WHAT YOU WILL DO
Render the lines below as a Markdown table with the columns "Row" and "Line text", numbering every line, skipping blank lines, and leaving the pictures out.

RECORDS FOR THE TASK
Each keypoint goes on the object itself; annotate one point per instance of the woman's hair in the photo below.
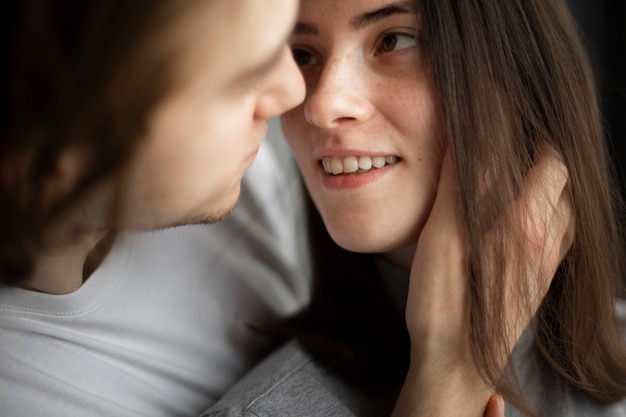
(509, 76)
(82, 76)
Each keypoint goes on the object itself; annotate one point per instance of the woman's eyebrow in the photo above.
(367, 18)
(303, 28)
(364, 19)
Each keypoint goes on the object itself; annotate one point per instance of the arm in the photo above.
(443, 379)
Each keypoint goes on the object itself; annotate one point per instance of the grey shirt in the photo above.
(291, 383)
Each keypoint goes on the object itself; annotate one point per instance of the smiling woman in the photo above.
(460, 190)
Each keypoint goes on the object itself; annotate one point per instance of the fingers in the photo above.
(495, 407)
(546, 216)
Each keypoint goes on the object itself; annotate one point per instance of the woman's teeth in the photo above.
(356, 164)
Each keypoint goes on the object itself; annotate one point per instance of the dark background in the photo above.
(603, 27)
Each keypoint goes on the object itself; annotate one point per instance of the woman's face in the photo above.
(367, 137)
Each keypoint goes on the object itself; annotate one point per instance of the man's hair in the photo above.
(509, 76)
(79, 75)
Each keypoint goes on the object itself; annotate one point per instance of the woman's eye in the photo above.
(397, 41)
(302, 57)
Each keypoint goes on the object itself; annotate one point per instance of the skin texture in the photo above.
(369, 92)
(201, 138)
(359, 88)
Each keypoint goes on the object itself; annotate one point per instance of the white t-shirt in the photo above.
(169, 320)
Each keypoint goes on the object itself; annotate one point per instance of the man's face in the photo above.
(204, 135)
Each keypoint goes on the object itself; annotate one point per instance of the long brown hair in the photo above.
(81, 75)
(509, 76)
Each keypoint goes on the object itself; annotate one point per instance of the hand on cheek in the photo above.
(444, 379)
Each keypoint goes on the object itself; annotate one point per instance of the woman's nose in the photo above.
(339, 96)
(284, 91)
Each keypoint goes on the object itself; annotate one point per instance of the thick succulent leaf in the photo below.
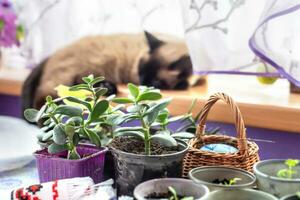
(70, 111)
(75, 120)
(100, 92)
(183, 135)
(31, 115)
(93, 137)
(164, 139)
(56, 148)
(134, 90)
(149, 96)
(133, 128)
(81, 102)
(135, 134)
(176, 118)
(59, 135)
(99, 109)
(47, 135)
(97, 80)
(122, 100)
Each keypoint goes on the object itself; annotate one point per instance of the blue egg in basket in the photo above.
(219, 148)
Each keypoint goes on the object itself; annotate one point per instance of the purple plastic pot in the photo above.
(55, 166)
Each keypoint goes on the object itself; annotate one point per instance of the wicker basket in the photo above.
(245, 158)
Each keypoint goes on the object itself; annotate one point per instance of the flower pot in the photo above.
(56, 166)
(267, 180)
(239, 194)
(132, 169)
(160, 186)
(206, 175)
(290, 197)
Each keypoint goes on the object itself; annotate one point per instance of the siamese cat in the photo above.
(142, 59)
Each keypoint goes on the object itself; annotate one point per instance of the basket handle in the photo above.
(239, 123)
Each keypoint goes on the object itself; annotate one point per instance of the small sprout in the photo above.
(174, 196)
(289, 171)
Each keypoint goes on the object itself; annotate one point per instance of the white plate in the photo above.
(17, 143)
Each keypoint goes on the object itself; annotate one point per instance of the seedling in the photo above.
(289, 171)
(146, 105)
(174, 195)
(64, 126)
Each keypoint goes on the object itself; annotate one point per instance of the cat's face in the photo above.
(167, 66)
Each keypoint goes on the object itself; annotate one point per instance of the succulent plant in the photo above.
(64, 126)
(146, 105)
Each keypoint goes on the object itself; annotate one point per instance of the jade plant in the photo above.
(64, 126)
(174, 196)
(289, 171)
(146, 105)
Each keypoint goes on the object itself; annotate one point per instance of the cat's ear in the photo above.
(153, 42)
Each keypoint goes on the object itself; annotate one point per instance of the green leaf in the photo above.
(79, 87)
(134, 128)
(164, 139)
(183, 135)
(149, 96)
(94, 137)
(100, 92)
(47, 135)
(160, 105)
(31, 115)
(76, 138)
(70, 111)
(97, 80)
(133, 89)
(99, 109)
(122, 100)
(76, 120)
(69, 130)
(59, 135)
(135, 134)
(56, 148)
(79, 101)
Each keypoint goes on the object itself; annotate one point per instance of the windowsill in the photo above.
(271, 107)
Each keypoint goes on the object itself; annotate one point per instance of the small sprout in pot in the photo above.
(289, 171)
(227, 182)
(174, 196)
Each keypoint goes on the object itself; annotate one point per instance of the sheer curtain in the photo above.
(51, 24)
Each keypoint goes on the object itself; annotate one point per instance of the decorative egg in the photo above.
(219, 148)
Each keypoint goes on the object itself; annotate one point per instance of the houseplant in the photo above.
(170, 185)
(292, 197)
(218, 177)
(150, 150)
(65, 127)
(239, 194)
(278, 177)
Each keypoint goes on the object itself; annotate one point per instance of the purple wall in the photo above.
(273, 144)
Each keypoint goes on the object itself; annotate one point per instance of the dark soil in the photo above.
(160, 196)
(222, 182)
(135, 146)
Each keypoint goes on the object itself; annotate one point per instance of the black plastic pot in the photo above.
(132, 169)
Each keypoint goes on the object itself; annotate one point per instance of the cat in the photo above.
(142, 59)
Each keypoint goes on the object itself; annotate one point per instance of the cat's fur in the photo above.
(120, 58)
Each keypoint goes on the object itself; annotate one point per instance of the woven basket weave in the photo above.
(245, 158)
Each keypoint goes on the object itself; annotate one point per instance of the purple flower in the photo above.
(8, 25)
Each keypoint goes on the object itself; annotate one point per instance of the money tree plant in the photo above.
(146, 105)
(64, 125)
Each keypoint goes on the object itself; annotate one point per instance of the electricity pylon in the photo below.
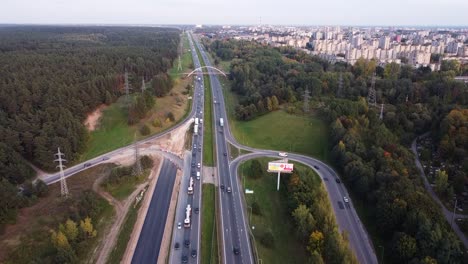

RESPONSE TO THIS EXERCISE
| Row | Line text |
|---|---|
| 1 | Each keypoint goes on the object itself; annotate one point per instance of the woman's hair in the photo below. |
| 2 | (509, 76) |
| 3 | (82, 76) |
| 4 | Each keypoint goes on the object itself; annotate one point per instance of the woman's eyebrow in the photo above. |
| 5 | (367, 18) |
| 6 | (303, 28) |
| 7 | (364, 19) |
| 8 | Each keypoint goes on the object itself; annotate one point per instance of the arm in the photo above. |
| 9 | (443, 379) |
| 10 | Each keypoint goes on the object itself; annotate one point per instance of the grey shirt in the photo above. |
| 11 | (291, 383) |
| 12 | Each keypoint goes on the object itself; annotate one point per instance of the smiling woman in the photo above. |
| 13 | (460, 190) |
| 14 | Each keypoint goes on the object itself; annotate one point per instance of the fingers in the photo above. |
| 15 | (495, 407) |
| 16 | (546, 216) |
| 17 | Each keypoint goes on the object itself; annotate one point per instance of the woman's teeth in the photo above. |
| 18 | (356, 164) |
| 19 | Each keypoint goes on the object itself; annotate one point per instance of the dark background in the photo above. |
| 20 | (603, 27) |
| 21 | Each keypoint goes on the object itself; annotate one point per instance of the woman's face in the photo above. |
| 22 | (367, 137) |
| 23 | Each keypoint goes on the object itself; annotate one point per instance of the man's hair in the photo above. |
| 24 | (509, 76) |
| 25 | (79, 75) |
| 26 | Each keypoint goes on the object itself; annotate one point per instance of the woman's eye in the photo above. |
| 27 | (397, 41) |
| 28 | (302, 57) |
| 29 | Each keypoint goes on the object itself; annotate one point per instance of the skin texture in the photo above. |
| 30 | (369, 92) |
| 31 | (201, 138) |
| 32 | (359, 88) |
| 33 | Each keypoint goes on the object itself; annotate one point per instance of the white t-shirt in the photo above. |
| 34 | (169, 320) |
| 35 | Each keypoint goes on the object itself; annotate one point per instance of the man's face in the photo above. |
| 36 | (204, 135) |
| 37 | Each keypoint goes on the object itself; annotate one point per instance of the long brown hair in the photo above. |
| 38 | (81, 75) |
| 39 | (509, 76) |
| 40 | Each keypoint goes on the object itself; annotate one point per instance of the hand on cheek in the photo above. |
| 41 | (444, 379) |
| 42 | Each keypoint goes on the object itself; annotate one point per instance of the woman's nose in the photo above. |
| 43 | (339, 96) |
| 44 | (284, 91) |
| 45 | Each keypoint goes on the object itself; annotate one point per instance of the thick succulent leaf in the photo below. |
| 46 | (70, 111) |
| 47 | (75, 120) |
| 48 | (100, 92) |
| 49 | (183, 135) |
| 50 | (31, 115) |
| 51 | (93, 137) |
| 52 | (164, 139) |
| 53 | (56, 148) |
| 54 | (134, 90) |
| 55 | (149, 96) |
| 56 | (133, 128) |
| 57 | (81, 102) |
| 58 | (135, 134) |
| 59 | (176, 118) |
| 60 | (59, 135) |
| 61 | (99, 109) |
| 62 | (47, 135) |
| 63 | (97, 80) |
| 64 | (122, 100) |
| 65 | Each keypoint goes on the object itself; annotate one point per instance of the blue egg in basket in the photo above. |
| 66 | (219, 148) |
| 67 | Each keypoint goes on the object itself; annotate one point per instance of the purple plastic pot in the photo above. |
| 68 | (55, 166) |
| 69 | Each keypoint goes on the object itself; annotate one point per instance of the wicker basket in the photo above. |
| 70 | (245, 158) |
| 71 | Each keypoint goes on the object itself; annotate one point per instance of the flower pot in the photo above. |
| 72 | (56, 166) |
| 73 | (267, 180) |
| 74 | (239, 194) |
| 75 | (132, 169) |
| 76 | (160, 186) |
| 77 | (206, 175) |
| 78 | (290, 197) |
| 79 | Each keypoint goes on the object itself; annotate one point per instance of the siamese cat in the photo above. |
| 80 | (142, 59) |
| 81 | Each keypoint goes on the object itself; annotate one point per instance of the basket handle in the photo above. |
| 82 | (239, 123) |
| 83 | Each keypoint goes on the object itself; annotate one point per instance of the small sprout in the photo above. |
| 84 | (174, 196) |
| 85 | (289, 171) |
| 86 | Each keypoint goes on the object itself; annotate one point per instance of the white plate in the photo above. |
| 87 | (17, 143) |
| 88 | Each keypoint goes on the object itself; annotate one point per instance of the seedling in the photo above. |
| 89 | (289, 171) |
| 90 | (146, 105) |
| 91 | (174, 195) |
| 92 | (64, 126) |
| 93 | Each keypoint goes on the object itself; annotate one point per instance of the cat's face in the photo above. |
| 94 | (167, 66) |
| 95 | Each keypoint goes on the object itself; annotate one point per instance of the succulent plant in the photo above. |
| 96 | (64, 126) |
| 97 | (146, 105) |
| 98 | Each keypoint goes on the object itself; annotate one point per instance of the jade plant in the photo above. |
| 99 | (64, 126) |
| 100 | (174, 196) |
| 101 | (289, 171) |
| 102 | (146, 105) |
| 103 | Each keypoint goes on the object itself; annotate one point per instance of the cat's ear in the photo above. |
| 104 | (153, 42) |
| 105 | Each keypoint goes on the object itself; annotate one point per instance of the green leaf in the photo above. |
| 106 | (79, 87) |
| 107 | (134, 128) |
| 108 | (164, 139) |
| 109 | (183, 135) |
| 110 | (149, 96) |
| 111 | (94, 137) |
| 112 | (100, 92) |
| 113 | (47, 135) |
| 114 | (160, 105) |
| 115 | (31, 115) |
| 116 | (76, 138) |
| 117 | (70, 111) |
| 118 | (97, 80) |
| 119 | (133, 89) |
| 120 | (99, 109) |
| 121 | (122, 100) |
| 122 | (76, 120) |
| 123 | (69, 130) |
| 124 | (59, 135) |
| 125 | (135, 134) |
| 126 | (56, 148) |
| 127 | (79, 101) |
| 128 | Each keypoint goes on the object itself; annotate one point per instance of the windowsill in the photo above. |
| 129 | (271, 107) |
| 130 | Each keypoint goes on the object itself; annotate one point per instance of the small sprout in pot in the photo above. |
| 131 | (289, 171) |
| 132 | (227, 182) |
| 133 | (174, 196) |
| 134 | Each keypoint goes on the object itself; annotate one point per instance of the sheer curtain in the photo above. |
| 135 | (51, 24) |
| 136 | Each keypoint goes on the object itself; annotate one point per instance of the decorative egg in the photo above. |
| 137 | (219, 148) |
| 138 | Each keypoint goes on the object itself; annotate one point per instance of the houseplant in the photo above. |
| 139 | (170, 185) |
| 140 | (292, 197) |
| 141 | (218, 177) |
| 142 | (150, 150) |
| 143 | (65, 127) |
| 144 | (239, 194) |
| 145 | (278, 177) |
| 146 | Each keypoint goes on the object itself; annotate one point per instance of the purple wall in the photo above. |
| 147 | (273, 144) |
| 148 | Each keypoint goes on the object itself; annotate one point per instance of the dark soil in the photo above. |
| 149 | (160, 196) |
| 150 | (222, 182) |
| 151 | (135, 146) |
| 152 | Each keypoint goes on the object itself; annotate one point per instance of the black plastic pot in the photo above. |
| 153 | (132, 169) |
| 154 | Each keypoint goes on the object itself; annotate one point per instance of the cat in the photo above. |
| 155 | (142, 59) |
| 156 | Each keypoint goes on the object itself; annotate one point per instance of the cat's fur in the photo above. |
| 157 | (120, 58) |
| 158 | Each keypoint goes on the object itself; annotate one point per instance of the woven basket weave in the photo above. |
| 159 | (245, 158) |
| 160 | Each keypoint goes on the object itself; annotate one point per instance of the purple flower in the photo above. |
| 161 | (8, 25) |
| 162 | Each keypoint goes on the object itself; annotate one point per instance of the money tree plant in the photo above. |
| 163 | (146, 105) |
| 164 | (64, 125) |
| 165 | Each keypoint goes on the object itself; annotate one point per instance of the electricity pylon in the photo below. |